[Dataset content]:
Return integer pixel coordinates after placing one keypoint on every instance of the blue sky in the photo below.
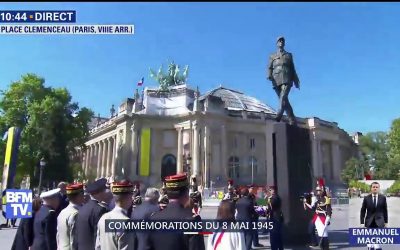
(346, 54)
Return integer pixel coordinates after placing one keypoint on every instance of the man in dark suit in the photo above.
(246, 212)
(177, 187)
(282, 73)
(45, 222)
(89, 215)
(64, 202)
(143, 212)
(374, 210)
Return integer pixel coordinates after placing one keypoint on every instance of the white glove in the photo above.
(327, 220)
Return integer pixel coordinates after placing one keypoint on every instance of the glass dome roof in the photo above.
(235, 100)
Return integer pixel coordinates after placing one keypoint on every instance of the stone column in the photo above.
(109, 156)
(88, 155)
(134, 148)
(224, 154)
(316, 155)
(180, 151)
(206, 156)
(196, 148)
(104, 160)
(336, 161)
(98, 166)
(269, 153)
(115, 146)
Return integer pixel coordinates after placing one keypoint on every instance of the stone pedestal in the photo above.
(293, 177)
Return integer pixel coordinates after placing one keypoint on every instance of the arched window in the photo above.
(168, 166)
(253, 165)
(234, 166)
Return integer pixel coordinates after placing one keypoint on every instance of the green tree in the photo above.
(375, 150)
(52, 126)
(354, 170)
(394, 152)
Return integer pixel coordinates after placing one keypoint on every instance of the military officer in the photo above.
(230, 195)
(282, 73)
(117, 240)
(177, 188)
(163, 200)
(195, 196)
(322, 216)
(89, 215)
(275, 215)
(45, 222)
(67, 218)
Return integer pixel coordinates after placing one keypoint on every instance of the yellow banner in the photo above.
(7, 158)
(145, 148)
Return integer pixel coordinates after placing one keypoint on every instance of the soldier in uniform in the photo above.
(117, 240)
(163, 200)
(89, 215)
(45, 222)
(322, 216)
(63, 197)
(195, 195)
(274, 211)
(282, 73)
(231, 195)
(177, 188)
(67, 218)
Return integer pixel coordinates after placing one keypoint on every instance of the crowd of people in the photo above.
(73, 216)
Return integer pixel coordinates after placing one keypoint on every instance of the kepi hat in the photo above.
(175, 184)
(74, 188)
(97, 186)
(122, 187)
(50, 194)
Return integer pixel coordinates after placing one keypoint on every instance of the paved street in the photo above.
(338, 232)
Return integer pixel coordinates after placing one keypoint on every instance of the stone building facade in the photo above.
(219, 135)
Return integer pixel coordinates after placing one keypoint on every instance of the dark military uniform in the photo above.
(45, 229)
(282, 73)
(88, 217)
(176, 185)
(275, 215)
(86, 224)
(323, 213)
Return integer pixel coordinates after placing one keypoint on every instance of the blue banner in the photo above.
(37, 16)
(364, 236)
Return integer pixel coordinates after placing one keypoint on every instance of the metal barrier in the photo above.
(339, 201)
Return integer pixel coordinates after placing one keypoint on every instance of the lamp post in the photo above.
(188, 161)
(42, 165)
(252, 170)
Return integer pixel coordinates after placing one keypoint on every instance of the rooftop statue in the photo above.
(171, 78)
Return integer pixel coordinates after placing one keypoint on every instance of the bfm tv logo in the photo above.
(18, 203)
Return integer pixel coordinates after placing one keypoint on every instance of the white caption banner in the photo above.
(65, 29)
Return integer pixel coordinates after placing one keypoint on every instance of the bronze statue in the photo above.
(282, 73)
(171, 78)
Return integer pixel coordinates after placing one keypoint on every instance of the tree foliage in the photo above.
(354, 170)
(52, 126)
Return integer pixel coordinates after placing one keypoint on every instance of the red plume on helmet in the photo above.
(321, 182)
(230, 183)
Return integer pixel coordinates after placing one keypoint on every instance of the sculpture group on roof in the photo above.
(171, 78)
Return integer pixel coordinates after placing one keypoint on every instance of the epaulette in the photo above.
(327, 200)
(102, 205)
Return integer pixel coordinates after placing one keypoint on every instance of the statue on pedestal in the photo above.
(282, 73)
(171, 78)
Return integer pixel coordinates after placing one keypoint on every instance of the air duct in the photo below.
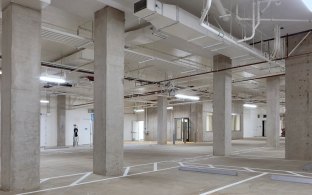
(180, 23)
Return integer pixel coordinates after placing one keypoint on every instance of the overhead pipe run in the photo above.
(232, 41)
(255, 17)
(269, 2)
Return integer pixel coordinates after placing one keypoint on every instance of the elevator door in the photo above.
(182, 129)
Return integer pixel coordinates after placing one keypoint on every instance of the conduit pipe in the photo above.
(232, 40)
(255, 8)
(221, 10)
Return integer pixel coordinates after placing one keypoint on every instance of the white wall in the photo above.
(251, 123)
(80, 117)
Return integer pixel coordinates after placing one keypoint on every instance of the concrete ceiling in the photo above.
(163, 59)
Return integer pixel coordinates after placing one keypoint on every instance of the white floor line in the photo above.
(95, 181)
(62, 176)
(81, 179)
(44, 180)
(296, 174)
(233, 184)
(126, 171)
(249, 169)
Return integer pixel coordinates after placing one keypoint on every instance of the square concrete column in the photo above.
(196, 118)
(21, 52)
(222, 106)
(273, 112)
(299, 108)
(109, 92)
(61, 120)
(162, 120)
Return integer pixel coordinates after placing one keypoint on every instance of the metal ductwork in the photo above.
(177, 22)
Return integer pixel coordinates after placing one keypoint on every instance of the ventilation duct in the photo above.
(177, 22)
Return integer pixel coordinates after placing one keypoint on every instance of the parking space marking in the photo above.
(81, 179)
(233, 184)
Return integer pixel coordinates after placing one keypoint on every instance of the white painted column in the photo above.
(61, 120)
(273, 112)
(21, 52)
(162, 120)
(299, 106)
(109, 92)
(222, 106)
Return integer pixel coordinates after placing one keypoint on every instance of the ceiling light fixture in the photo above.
(308, 4)
(250, 106)
(44, 101)
(138, 110)
(52, 79)
(187, 97)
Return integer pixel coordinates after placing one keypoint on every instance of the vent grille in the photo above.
(140, 6)
(65, 38)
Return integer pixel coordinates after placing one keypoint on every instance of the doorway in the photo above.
(138, 131)
(182, 129)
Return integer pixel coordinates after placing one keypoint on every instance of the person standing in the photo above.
(75, 137)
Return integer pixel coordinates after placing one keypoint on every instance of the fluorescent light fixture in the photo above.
(44, 101)
(187, 97)
(250, 106)
(138, 110)
(308, 4)
(52, 79)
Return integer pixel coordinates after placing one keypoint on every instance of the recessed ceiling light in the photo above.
(138, 110)
(44, 101)
(250, 106)
(187, 97)
(52, 79)
(308, 4)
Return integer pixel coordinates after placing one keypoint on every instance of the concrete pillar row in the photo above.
(162, 120)
(61, 120)
(20, 140)
(109, 92)
(222, 106)
(273, 112)
(298, 122)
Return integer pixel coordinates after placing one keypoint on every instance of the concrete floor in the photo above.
(153, 169)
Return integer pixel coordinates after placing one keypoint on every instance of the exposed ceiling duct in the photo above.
(178, 22)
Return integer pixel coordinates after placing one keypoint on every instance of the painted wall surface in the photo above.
(237, 108)
(80, 117)
(251, 123)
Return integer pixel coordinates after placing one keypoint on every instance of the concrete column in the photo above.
(222, 106)
(273, 112)
(109, 92)
(299, 108)
(61, 120)
(197, 123)
(162, 120)
(21, 52)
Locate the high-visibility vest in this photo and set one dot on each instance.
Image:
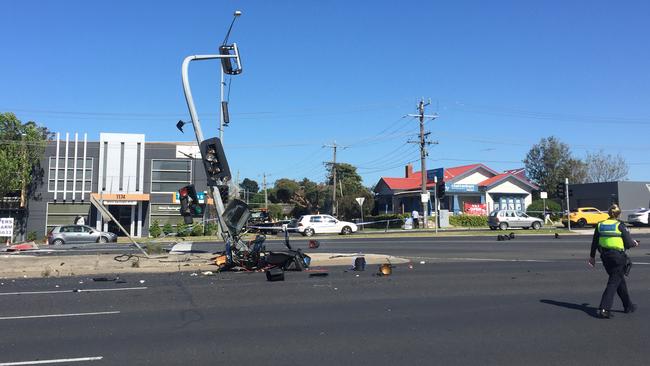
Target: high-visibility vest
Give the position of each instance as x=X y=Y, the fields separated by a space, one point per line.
x=610 y=237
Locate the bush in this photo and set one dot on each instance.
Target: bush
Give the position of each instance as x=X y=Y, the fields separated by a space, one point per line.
x=154 y=229
x=168 y=229
x=537 y=207
x=397 y=220
x=197 y=230
x=210 y=228
x=468 y=221
x=182 y=229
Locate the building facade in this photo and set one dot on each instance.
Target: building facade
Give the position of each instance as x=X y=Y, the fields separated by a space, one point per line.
x=473 y=189
x=137 y=181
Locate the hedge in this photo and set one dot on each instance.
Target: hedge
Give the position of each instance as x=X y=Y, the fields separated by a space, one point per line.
x=468 y=221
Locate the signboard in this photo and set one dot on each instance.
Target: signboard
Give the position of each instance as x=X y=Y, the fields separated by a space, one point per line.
x=439 y=173
x=455 y=187
x=475 y=209
x=7 y=226
x=200 y=195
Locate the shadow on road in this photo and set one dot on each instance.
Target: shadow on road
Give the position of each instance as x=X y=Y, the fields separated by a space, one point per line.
x=584 y=307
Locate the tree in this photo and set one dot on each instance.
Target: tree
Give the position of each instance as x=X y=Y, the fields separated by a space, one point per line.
x=21 y=149
x=603 y=167
x=250 y=185
x=550 y=161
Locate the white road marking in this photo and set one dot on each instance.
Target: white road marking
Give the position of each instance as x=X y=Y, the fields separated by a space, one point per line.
x=56 y=316
x=68 y=291
x=60 y=360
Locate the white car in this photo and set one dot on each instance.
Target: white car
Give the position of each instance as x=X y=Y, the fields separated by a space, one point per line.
x=309 y=225
x=639 y=217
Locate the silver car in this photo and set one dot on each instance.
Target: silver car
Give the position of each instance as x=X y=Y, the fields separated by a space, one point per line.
x=504 y=219
x=69 y=234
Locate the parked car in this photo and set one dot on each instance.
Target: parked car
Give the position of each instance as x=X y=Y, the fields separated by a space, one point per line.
x=68 y=234
x=309 y=225
x=639 y=217
x=504 y=219
x=583 y=216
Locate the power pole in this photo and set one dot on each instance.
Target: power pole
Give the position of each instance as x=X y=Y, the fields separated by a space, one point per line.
x=266 y=197
x=423 y=155
x=334 y=146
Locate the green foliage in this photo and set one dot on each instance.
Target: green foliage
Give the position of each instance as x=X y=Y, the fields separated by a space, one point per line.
x=550 y=162
x=182 y=229
x=154 y=229
x=210 y=228
x=197 y=230
x=168 y=229
x=32 y=236
x=536 y=209
x=468 y=221
x=20 y=154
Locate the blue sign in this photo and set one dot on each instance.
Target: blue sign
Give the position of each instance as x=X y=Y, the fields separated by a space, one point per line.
x=455 y=187
x=439 y=172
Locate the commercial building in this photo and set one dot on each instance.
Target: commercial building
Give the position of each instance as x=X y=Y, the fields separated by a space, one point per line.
x=472 y=189
x=628 y=195
x=137 y=180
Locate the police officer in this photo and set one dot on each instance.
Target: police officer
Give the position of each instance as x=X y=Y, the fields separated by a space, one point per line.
x=611 y=238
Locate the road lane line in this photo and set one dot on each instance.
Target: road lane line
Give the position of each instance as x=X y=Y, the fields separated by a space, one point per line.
x=69 y=291
x=60 y=360
x=57 y=315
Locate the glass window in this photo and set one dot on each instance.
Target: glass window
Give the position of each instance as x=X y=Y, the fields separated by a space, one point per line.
x=167 y=176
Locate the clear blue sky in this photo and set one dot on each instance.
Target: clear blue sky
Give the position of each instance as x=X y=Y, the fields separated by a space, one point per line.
x=501 y=75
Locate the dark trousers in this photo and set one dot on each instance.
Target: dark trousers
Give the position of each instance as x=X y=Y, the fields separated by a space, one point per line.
x=614 y=263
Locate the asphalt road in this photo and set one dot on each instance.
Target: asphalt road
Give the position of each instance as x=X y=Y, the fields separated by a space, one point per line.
x=466 y=301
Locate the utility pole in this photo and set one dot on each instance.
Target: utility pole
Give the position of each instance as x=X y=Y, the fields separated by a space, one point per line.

[Task statement]: Please set down, exactly and with no pictures, the lines in the entries above starting at the one holding "standing in the photo above." and ending at the one holding "Locate the signboard", ends included.

[Task output]:
Return integer pixel coordinates after placing one keypoint on every instance of the person standing in the photo above.
(75, 137)
Return integer pixel coordinates after placing one keypoint on every instance of the fluorescent light fixture in the photo above.
(44, 101)
(187, 97)
(250, 106)
(138, 110)
(308, 4)
(52, 79)
Return integer pixel coordinates after placing one keypoint on every instance of the recessed ceiling light in the photo above.
(138, 110)
(44, 101)
(250, 106)
(187, 97)
(52, 79)
(308, 4)
Return integer pixel coordinates after placing one keypoint on every instance of the concrete pillar row in the photo above.
(162, 120)
(61, 120)
(20, 140)
(109, 92)
(222, 106)
(273, 112)
(298, 122)
Return integer pixel coordinates after placing one keypoint on every instance of the concrete floor in the photo above.
(153, 169)
Return integer pixel coordinates after placing one keypoint on every instance of the exposed ceiling duct in the photo above.
(178, 22)
Return integer pixel coordinates after placing one keypoint on every instance of the painted wall surface in the photo above.
(237, 108)
(80, 117)
(251, 123)
Return integer pixel coordinates after placing one keypoint on every instance of the concrete column in the photo above.
(222, 106)
(273, 112)
(109, 92)
(299, 108)
(61, 120)
(197, 123)
(162, 120)
(21, 52)
Locate the high-visibility vest in this photo and set one dot on each instance.
Image:
Target: high-visibility vest
Give the position of each instance as x=X y=Y, the fields separated by a space, one point per line.
x=610 y=237
Locate the bush in this photo and set one dot on each instance.
Target: bush
Give the position of each instance as x=X y=Y, the fields separated by a space, one point per line.
x=154 y=229
x=168 y=229
x=537 y=207
x=397 y=220
x=197 y=230
x=210 y=228
x=468 y=221
x=182 y=229
Locate the building facade in this photo and set one dot on each instance.
Target: building facade
Give the position of each instance as x=X y=Y, the fields separated by a space, one point per line.
x=473 y=189
x=137 y=181
Locate the hedge in this photo and set one dot on each instance.
Target: hedge
Give the position of each instance as x=X y=Y, the fields separated by a space, one point per line.
x=468 y=221
Locate the signboard in this photo and set one dot on each instance.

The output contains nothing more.